RECORD SET below:

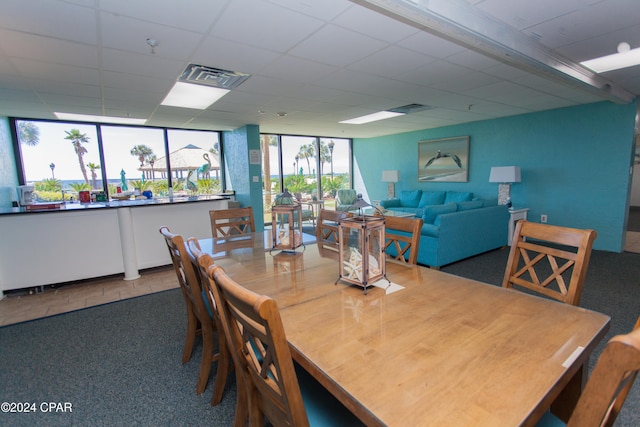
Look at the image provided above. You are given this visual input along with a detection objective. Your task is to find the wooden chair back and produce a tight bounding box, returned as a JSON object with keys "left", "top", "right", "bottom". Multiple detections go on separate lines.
{"left": 210, "top": 207, "right": 256, "bottom": 238}
{"left": 383, "top": 215, "right": 423, "bottom": 265}
{"left": 159, "top": 226, "right": 201, "bottom": 361}
{"left": 209, "top": 265, "right": 310, "bottom": 427}
{"left": 315, "top": 209, "right": 346, "bottom": 249}
{"left": 502, "top": 220, "right": 597, "bottom": 306}
{"left": 159, "top": 226, "right": 220, "bottom": 399}
{"left": 185, "top": 238, "right": 233, "bottom": 408}
{"left": 564, "top": 317, "right": 640, "bottom": 427}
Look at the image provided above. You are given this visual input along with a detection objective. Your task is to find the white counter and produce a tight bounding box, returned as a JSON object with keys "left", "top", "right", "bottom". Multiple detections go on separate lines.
{"left": 0, "top": 197, "right": 228, "bottom": 293}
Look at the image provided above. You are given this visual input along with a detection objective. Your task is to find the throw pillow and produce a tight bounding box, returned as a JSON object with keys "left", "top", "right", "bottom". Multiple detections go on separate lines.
{"left": 422, "top": 203, "right": 457, "bottom": 224}
{"left": 444, "top": 191, "right": 473, "bottom": 204}
{"left": 457, "top": 200, "right": 484, "bottom": 211}
{"left": 418, "top": 191, "right": 445, "bottom": 207}
{"left": 400, "top": 190, "right": 422, "bottom": 208}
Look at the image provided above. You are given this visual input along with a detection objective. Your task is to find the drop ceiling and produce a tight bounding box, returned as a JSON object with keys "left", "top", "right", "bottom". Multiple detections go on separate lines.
{"left": 0, "top": 0, "right": 638, "bottom": 139}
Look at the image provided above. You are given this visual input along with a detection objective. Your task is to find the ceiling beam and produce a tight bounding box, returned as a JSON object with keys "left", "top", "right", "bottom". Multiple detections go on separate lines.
{"left": 351, "top": 0, "right": 635, "bottom": 104}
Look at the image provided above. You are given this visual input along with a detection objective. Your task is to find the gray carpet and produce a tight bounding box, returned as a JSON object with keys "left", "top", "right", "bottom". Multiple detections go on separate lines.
{"left": 1, "top": 247, "right": 638, "bottom": 426}
{"left": 0, "top": 289, "right": 237, "bottom": 426}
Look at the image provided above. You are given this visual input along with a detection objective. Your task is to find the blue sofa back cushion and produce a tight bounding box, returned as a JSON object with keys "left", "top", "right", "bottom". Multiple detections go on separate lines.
{"left": 422, "top": 203, "right": 457, "bottom": 224}
{"left": 444, "top": 191, "right": 473, "bottom": 204}
{"left": 400, "top": 190, "right": 422, "bottom": 208}
{"left": 418, "top": 191, "right": 445, "bottom": 207}
{"left": 457, "top": 200, "right": 484, "bottom": 211}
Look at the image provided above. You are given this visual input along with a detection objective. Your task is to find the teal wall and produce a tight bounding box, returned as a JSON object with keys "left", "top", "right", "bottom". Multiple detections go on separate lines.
{"left": 222, "top": 125, "right": 264, "bottom": 231}
{"left": 0, "top": 117, "right": 18, "bottom": 208}
{"left": 353, "top": 101, "right": 638, "bottom": 252}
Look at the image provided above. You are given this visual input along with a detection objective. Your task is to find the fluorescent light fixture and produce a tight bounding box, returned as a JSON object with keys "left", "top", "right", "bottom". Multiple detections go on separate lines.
{"left": 581, "top": 44, "right": 640, "bottom": 73}
{"left": 340, "top": 110, "right": 405, "bottom": 125}
{"left": 54, "top": 112, "right": 146, "bottom": 125}
{"left": 161, "top": 81, "right": 230, "bottom": 109}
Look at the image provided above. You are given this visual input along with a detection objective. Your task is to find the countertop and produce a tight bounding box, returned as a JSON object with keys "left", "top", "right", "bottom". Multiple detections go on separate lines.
{"left": 0, "top": 194, "right": 231, "bottom": 216}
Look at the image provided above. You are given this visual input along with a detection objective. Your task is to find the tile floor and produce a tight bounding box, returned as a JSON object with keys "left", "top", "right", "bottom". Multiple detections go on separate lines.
{"left": 0, "top": 266, "right": 178, "bottom": 327}
{"left": 2, "top": 231, "right": 639, "bottom": 328}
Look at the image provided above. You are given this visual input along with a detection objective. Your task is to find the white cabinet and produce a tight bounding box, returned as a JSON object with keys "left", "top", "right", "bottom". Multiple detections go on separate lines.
{"left": 508, "top": 207, "right": 529, "bottom": 246}
{"left": 0, "top": 199, "right": 228, "bottom": 292}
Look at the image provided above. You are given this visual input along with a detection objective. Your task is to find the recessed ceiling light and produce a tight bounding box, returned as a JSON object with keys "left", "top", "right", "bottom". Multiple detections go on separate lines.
{"left": 340, "top": 110, "right": 405, "bottom": 125}
{"left": 54, "top": 112, "right": 146, "bottom": 125}
{"left": 581, "top": 43, "right": 640, "bottom": 73}
{"left": 161, "top": 82, "right": 230, "bottom": 109}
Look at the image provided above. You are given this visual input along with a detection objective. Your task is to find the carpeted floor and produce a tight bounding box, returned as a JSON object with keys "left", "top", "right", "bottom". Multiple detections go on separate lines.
{"left": 1, "top": 247, "right": 638, "bottom": 426}
{"left": 0, "top": 289, "right": 237, "bottom": 426}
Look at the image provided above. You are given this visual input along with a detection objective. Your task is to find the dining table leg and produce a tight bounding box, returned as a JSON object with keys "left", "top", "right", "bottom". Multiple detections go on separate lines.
{"left": 550, "top": 361, "right": 587, "bottom": 422}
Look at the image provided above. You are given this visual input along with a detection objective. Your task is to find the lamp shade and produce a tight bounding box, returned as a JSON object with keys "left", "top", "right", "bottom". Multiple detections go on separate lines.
{"left": 381, "top": 170, "right": 400, "bottom": 183}
{"left": 489, "top": 166, "right": 521, "bottom": 183}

End of RECORD SET.

• PROBLEM DESCRIPTION
Starting with the line that contains "find the dining", print every line through the end of the entries above exactly as written, both boundary lines included, and nothing else.

• SOLVED EXERCISE
Look at the image provided above. You are given this visual input along with a detection objective. Your task is to find the dining table leg and produce a tight bounding box, returned as a JSON object with keys "left", "top", "right", "bottom". Multiple detections go on separate lines.
{"left": 550, "top": 361, "right": 587, "bottom": 422}
Look at the image provided above. You are given this visual input along with a detection objective. Your task is to find the lamp shade and produce a tight bounding box, returned as a JSON object with keys "left", "top", "right", "bottom". Multiple detections go on separate lines.
{"left": 381, "top": 170, "right": 400, "bottom": 183}
{"left": 489, "top": 166, "right": 521, "bottom": 183}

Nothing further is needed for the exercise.